◆ RECORDS FOR THE TASK ◆
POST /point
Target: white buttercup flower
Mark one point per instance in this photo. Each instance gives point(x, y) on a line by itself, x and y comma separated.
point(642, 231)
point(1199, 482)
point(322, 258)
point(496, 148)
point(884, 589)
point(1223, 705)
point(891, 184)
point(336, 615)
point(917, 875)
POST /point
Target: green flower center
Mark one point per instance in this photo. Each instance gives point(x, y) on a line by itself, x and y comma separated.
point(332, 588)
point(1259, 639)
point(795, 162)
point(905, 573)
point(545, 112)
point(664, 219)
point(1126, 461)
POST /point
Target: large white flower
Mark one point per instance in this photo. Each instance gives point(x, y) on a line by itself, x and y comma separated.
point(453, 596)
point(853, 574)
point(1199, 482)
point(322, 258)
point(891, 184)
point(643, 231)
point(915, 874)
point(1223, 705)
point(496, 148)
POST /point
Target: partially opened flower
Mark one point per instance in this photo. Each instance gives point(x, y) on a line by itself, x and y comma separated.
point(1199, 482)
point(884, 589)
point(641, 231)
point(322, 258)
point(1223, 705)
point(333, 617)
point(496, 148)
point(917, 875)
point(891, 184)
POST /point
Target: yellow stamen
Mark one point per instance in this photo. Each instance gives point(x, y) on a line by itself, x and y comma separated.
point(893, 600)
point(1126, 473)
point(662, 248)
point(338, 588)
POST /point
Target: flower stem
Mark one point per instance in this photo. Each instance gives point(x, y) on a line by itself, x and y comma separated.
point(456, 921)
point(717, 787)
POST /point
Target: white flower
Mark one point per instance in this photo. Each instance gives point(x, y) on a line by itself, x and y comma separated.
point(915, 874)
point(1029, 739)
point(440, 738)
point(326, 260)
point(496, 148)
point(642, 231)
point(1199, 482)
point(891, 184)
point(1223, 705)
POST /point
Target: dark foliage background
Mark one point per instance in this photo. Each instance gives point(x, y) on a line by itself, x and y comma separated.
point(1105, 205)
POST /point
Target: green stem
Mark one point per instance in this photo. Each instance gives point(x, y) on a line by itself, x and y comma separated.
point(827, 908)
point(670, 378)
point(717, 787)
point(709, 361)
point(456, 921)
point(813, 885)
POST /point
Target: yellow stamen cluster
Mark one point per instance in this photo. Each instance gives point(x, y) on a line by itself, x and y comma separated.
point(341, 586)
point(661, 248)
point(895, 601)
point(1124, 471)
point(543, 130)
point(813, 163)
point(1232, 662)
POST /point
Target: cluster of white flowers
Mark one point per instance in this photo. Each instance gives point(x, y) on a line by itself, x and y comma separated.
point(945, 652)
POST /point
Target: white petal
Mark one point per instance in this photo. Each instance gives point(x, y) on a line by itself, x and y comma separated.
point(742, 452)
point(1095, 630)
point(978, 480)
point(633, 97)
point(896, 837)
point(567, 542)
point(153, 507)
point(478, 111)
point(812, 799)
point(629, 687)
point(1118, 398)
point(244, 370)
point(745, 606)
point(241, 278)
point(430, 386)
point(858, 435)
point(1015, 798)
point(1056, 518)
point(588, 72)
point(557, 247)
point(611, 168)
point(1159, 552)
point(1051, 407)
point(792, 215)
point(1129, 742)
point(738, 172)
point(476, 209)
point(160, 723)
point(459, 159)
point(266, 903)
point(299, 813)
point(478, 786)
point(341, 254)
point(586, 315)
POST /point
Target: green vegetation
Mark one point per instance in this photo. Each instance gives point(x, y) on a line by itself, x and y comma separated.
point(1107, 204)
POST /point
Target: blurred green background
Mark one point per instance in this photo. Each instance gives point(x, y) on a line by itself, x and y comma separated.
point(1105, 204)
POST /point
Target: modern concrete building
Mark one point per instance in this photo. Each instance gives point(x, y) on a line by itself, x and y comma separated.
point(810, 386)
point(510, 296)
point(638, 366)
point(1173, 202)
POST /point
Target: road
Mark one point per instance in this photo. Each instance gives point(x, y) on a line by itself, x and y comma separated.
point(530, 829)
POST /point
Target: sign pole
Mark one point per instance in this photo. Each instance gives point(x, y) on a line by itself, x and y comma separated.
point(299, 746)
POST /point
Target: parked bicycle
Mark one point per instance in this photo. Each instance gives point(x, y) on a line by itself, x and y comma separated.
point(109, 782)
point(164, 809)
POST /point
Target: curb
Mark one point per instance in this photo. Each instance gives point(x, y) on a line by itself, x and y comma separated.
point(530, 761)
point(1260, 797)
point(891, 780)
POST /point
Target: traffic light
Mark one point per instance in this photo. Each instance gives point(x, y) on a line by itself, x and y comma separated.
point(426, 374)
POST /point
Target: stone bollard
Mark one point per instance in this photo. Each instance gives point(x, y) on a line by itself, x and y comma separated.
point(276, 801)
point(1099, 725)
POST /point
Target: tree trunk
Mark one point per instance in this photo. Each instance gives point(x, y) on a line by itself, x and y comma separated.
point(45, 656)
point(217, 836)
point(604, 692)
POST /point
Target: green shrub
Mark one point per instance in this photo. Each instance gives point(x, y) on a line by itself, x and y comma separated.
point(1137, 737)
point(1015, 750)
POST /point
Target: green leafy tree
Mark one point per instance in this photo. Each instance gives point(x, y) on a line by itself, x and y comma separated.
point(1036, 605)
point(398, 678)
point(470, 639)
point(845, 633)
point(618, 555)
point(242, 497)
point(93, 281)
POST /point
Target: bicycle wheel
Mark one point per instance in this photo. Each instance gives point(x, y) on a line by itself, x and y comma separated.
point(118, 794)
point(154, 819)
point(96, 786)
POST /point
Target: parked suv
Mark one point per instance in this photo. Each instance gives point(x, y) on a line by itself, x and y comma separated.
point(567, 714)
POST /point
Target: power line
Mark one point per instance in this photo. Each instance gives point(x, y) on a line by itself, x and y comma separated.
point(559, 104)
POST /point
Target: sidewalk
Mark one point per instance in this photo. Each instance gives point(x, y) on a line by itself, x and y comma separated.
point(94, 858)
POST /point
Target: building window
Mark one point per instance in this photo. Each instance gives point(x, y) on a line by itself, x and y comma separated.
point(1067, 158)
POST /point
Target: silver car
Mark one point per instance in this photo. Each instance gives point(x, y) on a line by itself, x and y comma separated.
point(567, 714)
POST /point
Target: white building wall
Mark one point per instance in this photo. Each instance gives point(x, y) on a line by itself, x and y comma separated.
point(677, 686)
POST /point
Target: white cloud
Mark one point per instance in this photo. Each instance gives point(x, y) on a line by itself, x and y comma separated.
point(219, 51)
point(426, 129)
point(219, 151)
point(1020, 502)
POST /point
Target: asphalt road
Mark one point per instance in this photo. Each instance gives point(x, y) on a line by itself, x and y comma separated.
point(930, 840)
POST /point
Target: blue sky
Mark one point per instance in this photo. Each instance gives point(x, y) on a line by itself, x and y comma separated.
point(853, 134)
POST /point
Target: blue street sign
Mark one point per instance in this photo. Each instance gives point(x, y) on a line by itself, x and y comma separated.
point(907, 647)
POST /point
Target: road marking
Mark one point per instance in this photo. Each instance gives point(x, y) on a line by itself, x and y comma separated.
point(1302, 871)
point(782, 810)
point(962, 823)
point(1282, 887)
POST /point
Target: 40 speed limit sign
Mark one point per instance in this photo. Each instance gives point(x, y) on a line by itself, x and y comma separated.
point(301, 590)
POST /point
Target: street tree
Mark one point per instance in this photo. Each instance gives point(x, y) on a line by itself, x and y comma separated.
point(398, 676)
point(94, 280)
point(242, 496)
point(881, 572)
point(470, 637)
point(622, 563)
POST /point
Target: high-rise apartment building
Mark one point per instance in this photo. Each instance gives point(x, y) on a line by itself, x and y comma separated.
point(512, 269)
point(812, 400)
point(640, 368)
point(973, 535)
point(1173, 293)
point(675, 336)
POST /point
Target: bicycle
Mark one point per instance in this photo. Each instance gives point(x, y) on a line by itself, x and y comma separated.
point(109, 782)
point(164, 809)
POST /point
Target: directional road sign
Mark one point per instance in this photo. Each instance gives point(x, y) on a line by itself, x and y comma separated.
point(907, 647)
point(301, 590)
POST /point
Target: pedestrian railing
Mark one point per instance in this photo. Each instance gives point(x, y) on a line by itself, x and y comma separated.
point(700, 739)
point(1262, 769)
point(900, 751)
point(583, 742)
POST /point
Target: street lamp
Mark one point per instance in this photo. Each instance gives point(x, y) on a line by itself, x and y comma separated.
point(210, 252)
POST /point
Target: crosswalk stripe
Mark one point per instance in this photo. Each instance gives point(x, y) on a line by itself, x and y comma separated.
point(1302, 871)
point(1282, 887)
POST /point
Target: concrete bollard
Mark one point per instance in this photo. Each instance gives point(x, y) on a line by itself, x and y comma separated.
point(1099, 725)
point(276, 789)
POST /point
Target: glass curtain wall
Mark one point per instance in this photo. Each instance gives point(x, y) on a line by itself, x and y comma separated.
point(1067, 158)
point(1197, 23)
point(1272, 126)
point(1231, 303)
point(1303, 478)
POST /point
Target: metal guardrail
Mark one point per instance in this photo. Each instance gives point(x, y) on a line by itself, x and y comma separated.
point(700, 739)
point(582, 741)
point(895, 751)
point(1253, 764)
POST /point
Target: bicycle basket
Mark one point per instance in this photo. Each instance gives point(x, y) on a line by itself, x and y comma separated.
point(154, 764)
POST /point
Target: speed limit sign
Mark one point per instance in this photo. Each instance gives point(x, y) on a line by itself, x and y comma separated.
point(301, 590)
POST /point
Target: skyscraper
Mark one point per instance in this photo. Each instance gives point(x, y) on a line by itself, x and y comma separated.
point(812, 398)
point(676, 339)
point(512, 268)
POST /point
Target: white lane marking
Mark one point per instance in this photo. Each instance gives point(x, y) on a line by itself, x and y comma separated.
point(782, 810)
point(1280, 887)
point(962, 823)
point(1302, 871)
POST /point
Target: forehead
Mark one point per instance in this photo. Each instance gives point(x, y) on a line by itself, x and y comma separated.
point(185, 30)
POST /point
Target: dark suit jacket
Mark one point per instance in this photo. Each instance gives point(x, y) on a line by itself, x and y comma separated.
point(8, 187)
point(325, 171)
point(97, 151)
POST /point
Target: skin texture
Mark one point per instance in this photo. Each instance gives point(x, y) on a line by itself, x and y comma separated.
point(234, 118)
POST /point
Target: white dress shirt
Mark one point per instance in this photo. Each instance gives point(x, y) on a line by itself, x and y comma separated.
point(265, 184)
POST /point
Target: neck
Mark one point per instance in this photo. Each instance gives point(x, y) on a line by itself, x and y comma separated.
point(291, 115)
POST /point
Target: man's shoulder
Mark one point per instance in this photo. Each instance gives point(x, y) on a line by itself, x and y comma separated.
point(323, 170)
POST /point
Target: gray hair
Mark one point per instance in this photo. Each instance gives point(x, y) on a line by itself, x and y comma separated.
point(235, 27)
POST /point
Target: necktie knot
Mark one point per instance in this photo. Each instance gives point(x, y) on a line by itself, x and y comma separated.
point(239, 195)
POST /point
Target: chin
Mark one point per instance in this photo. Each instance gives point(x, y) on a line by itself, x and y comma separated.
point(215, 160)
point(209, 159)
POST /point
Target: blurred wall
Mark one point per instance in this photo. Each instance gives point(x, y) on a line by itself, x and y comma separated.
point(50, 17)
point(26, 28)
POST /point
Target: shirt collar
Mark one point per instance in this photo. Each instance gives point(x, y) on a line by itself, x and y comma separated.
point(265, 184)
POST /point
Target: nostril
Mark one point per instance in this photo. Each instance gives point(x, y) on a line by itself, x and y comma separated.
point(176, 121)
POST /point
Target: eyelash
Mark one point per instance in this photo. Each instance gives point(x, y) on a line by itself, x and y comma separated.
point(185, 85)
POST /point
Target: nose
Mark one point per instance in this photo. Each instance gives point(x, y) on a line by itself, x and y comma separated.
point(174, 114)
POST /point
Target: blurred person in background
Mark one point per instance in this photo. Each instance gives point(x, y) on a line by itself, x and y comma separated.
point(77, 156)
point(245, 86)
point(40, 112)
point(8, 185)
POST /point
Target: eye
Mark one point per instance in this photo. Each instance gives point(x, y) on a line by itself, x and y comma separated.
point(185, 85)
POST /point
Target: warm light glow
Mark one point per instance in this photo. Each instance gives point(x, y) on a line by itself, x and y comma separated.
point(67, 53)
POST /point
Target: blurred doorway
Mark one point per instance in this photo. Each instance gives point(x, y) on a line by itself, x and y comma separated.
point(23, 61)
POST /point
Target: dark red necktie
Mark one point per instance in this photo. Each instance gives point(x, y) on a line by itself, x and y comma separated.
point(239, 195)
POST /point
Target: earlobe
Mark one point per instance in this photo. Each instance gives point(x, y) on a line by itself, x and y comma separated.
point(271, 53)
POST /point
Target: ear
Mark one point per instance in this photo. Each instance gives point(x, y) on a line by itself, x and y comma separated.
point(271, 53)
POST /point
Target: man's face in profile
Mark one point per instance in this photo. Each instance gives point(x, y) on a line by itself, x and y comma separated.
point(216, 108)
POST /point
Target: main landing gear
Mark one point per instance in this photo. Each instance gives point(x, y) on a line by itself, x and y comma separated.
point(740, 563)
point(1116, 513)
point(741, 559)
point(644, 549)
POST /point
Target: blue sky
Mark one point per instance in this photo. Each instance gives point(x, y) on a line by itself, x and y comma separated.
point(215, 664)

◆ WORK ORDER ◆
Pull out all lines of the data with the string "blurred".

◆ ANSWER SECTION ◆
Target: blurred green background
Target: blurred wall
Target: blurred person in background
Target: blurred doorway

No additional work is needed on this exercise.